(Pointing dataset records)
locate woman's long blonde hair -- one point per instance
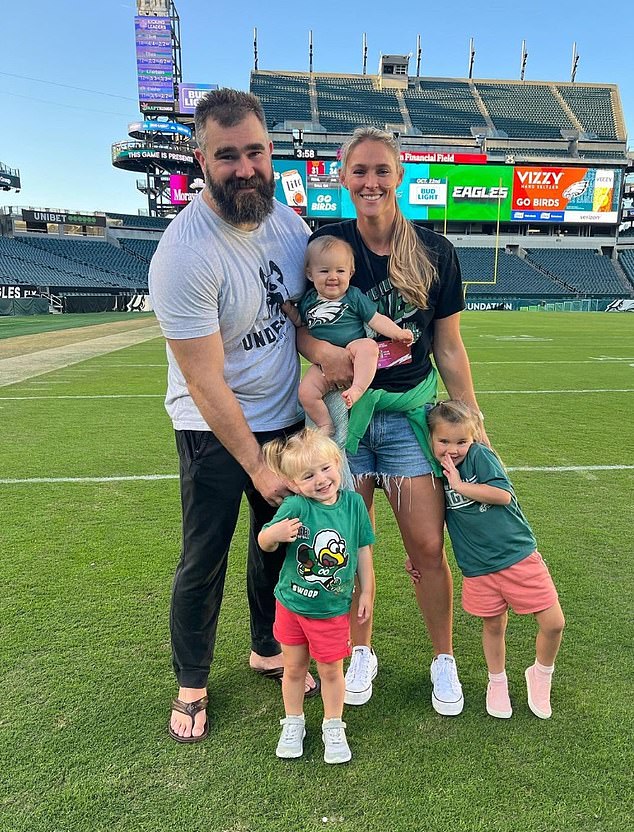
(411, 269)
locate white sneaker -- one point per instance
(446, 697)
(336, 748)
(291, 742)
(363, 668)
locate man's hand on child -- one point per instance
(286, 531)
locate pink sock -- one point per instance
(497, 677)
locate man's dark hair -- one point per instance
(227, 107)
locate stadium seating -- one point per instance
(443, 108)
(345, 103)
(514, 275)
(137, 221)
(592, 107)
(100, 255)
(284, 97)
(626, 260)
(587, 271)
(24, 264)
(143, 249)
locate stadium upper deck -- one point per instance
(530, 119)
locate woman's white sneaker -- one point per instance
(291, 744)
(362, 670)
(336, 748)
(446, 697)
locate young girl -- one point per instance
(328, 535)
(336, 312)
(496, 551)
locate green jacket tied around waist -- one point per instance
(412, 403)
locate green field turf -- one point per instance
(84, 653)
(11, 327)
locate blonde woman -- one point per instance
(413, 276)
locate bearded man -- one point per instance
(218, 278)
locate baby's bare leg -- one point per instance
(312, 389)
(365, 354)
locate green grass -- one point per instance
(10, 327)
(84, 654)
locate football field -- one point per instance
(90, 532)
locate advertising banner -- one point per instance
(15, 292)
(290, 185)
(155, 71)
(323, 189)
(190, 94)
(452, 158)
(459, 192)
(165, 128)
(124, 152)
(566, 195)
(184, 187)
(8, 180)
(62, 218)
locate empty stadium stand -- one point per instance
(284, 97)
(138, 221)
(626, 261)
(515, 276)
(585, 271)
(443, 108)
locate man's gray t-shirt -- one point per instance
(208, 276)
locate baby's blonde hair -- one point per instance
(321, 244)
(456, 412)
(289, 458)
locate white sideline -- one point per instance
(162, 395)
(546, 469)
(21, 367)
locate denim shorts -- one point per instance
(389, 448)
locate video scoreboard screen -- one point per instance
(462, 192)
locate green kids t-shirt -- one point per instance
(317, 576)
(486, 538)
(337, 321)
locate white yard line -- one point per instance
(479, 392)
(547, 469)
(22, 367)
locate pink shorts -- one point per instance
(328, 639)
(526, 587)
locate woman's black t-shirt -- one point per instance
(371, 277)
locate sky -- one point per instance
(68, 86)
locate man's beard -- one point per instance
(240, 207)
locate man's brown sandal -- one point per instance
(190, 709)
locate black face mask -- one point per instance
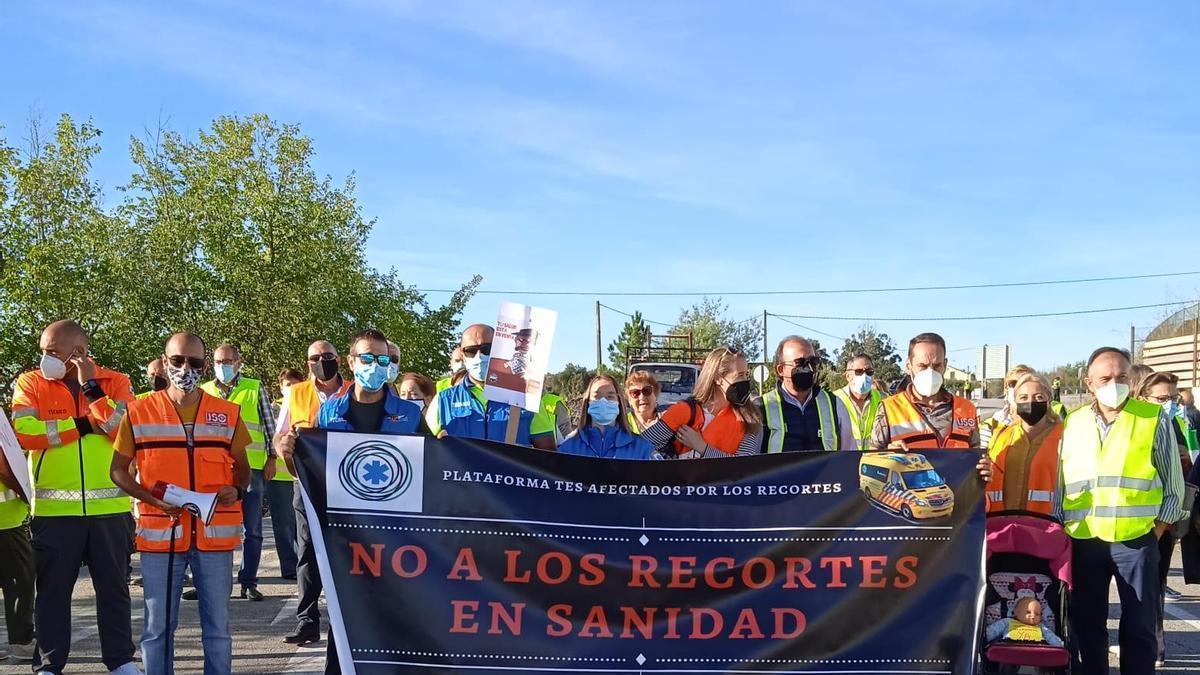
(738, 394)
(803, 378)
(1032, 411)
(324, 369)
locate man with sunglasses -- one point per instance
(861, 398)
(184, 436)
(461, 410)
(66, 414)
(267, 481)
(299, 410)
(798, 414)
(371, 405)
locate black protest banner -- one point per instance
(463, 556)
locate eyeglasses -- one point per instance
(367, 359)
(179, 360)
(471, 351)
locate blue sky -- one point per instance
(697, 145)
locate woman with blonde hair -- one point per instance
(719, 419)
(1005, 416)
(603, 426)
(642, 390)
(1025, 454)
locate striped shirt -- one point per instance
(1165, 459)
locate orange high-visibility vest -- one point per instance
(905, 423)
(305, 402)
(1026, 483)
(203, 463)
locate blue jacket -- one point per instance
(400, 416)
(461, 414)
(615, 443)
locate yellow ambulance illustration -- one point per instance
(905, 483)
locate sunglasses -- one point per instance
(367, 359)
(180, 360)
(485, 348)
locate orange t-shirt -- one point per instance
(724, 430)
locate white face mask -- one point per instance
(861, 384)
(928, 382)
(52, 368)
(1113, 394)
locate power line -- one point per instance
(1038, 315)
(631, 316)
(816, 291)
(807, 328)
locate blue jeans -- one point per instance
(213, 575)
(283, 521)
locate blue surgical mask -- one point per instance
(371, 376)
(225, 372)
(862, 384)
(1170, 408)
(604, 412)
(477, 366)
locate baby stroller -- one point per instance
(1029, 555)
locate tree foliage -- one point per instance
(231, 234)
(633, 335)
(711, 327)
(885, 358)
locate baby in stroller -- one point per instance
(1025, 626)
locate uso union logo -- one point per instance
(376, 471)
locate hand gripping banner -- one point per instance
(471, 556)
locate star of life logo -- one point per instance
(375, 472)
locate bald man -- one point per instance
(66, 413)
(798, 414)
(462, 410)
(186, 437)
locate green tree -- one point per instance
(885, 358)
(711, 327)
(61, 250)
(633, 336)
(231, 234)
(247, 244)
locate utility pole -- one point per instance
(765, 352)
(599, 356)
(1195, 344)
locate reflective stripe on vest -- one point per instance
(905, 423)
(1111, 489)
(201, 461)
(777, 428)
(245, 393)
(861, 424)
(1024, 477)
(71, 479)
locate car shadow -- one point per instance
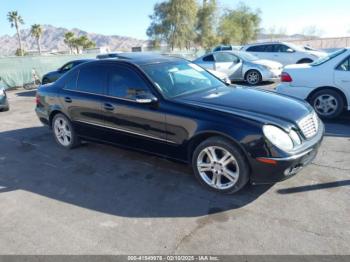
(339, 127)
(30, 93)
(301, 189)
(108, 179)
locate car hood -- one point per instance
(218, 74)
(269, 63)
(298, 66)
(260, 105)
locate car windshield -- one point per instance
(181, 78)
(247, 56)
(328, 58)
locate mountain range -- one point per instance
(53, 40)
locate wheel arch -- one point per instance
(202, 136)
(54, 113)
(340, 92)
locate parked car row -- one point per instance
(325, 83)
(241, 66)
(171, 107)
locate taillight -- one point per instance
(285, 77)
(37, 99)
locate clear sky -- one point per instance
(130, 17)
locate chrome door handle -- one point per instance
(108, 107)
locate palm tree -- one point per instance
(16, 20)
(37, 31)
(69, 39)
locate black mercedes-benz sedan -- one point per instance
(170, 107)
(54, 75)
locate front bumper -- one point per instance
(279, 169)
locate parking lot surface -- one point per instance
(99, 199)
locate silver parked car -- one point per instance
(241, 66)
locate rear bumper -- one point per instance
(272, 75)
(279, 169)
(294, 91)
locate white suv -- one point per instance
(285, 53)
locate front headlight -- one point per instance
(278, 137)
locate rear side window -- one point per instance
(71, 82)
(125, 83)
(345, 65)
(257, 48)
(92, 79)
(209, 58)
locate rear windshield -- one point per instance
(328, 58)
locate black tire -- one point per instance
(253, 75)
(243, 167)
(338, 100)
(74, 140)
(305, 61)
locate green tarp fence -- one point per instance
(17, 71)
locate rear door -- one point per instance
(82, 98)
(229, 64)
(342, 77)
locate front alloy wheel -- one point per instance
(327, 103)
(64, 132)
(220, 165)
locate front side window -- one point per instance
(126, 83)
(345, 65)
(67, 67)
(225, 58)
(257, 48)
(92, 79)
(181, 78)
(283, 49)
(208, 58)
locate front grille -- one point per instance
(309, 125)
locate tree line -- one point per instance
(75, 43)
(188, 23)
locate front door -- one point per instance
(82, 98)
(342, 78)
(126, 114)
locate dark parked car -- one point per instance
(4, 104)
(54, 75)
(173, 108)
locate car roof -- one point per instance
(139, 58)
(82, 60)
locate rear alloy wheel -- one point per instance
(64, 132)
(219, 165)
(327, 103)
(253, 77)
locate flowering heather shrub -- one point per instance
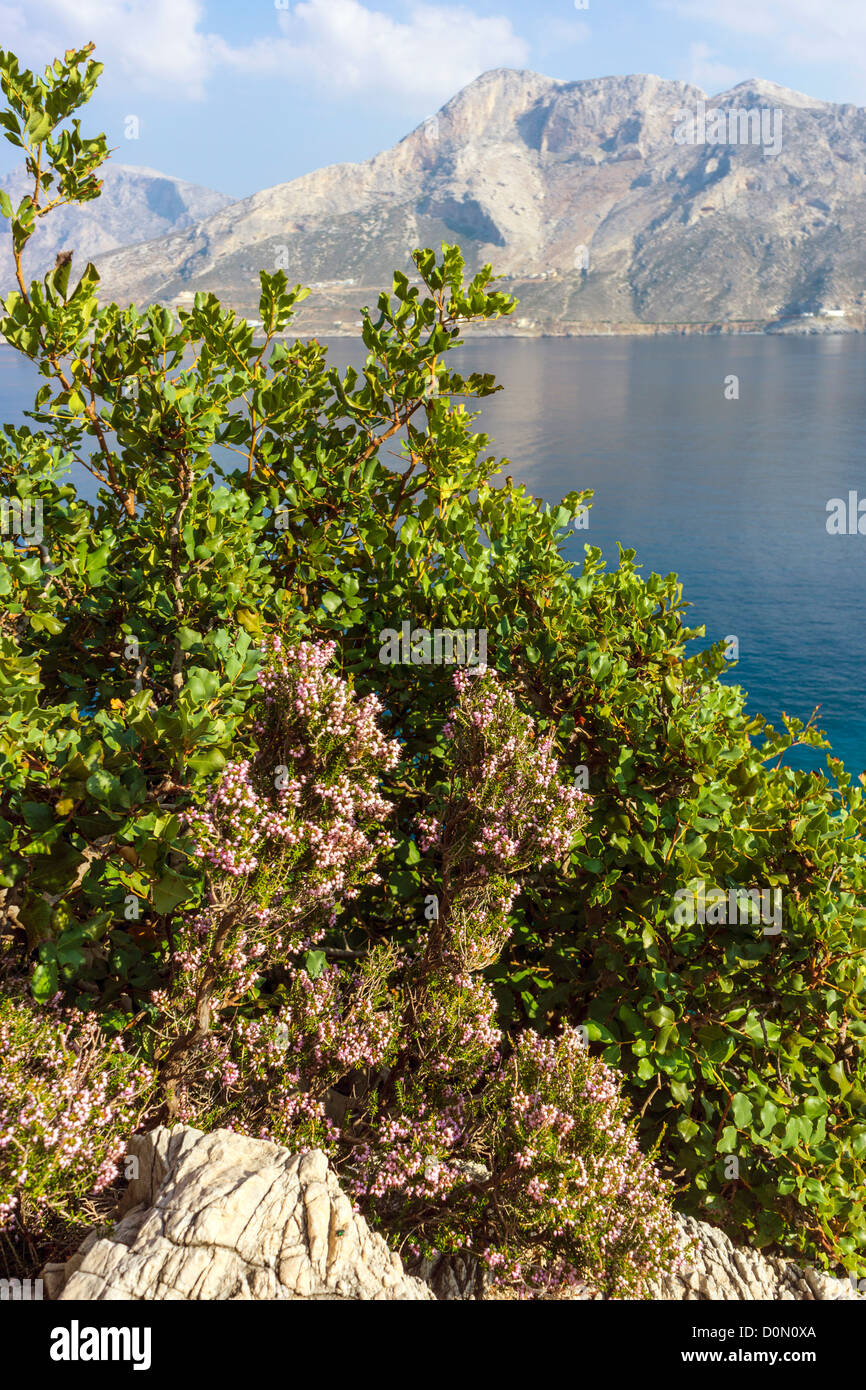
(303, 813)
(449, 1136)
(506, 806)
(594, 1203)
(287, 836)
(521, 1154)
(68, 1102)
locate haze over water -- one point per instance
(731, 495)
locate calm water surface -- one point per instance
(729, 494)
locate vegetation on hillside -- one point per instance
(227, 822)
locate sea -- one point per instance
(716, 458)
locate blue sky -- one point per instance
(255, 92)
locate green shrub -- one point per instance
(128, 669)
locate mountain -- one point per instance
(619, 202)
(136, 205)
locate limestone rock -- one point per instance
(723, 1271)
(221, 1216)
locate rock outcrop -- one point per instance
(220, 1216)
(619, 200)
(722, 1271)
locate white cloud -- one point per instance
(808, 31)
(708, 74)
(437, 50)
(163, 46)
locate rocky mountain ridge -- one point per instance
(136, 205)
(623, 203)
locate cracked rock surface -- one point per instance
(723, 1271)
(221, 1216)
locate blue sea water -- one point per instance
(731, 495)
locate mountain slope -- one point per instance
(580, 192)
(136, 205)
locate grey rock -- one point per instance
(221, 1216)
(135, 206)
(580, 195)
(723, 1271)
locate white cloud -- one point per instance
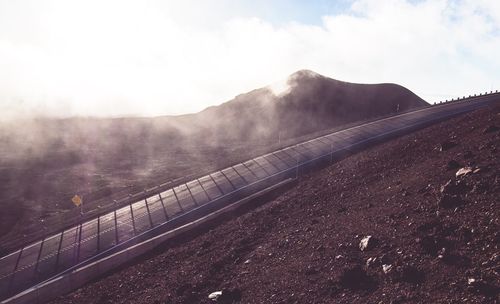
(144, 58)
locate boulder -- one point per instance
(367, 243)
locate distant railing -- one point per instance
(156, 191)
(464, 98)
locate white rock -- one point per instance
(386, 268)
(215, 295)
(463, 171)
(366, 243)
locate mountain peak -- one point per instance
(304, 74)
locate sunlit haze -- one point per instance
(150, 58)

* Written instruction
Quote exactly the lines from the line that contains "locate cracked rock" through the last line of the listing, please, leaving out all pictures.

* Expected answer
locate cracked rock surface -- one point per instance
(723, 1271)
(221, 1216)
locate blue sea water -- one point per instance
(731, 495)
locate mountain slope -- one point per instance
(580, 192)
(136, 205)
locate grey rock -- one point per instance
(221, 1216)
(135, 206)
(580, 195)
(723, 1271)
locate white cloud -- one point per instance
(144, 58)
locate boulder -- one point per instance
(367, 243)
locate distant railing -- one point per instance
(156, 191)
(464, 98)
locate white rock -- one point per instance
(386, 268)
(215, 295)
(463, 171)
(366, 243)
locate mountain peak -- one point per instance
(304, 74)
locate sunlit haze -- one point per instance
(150, 58)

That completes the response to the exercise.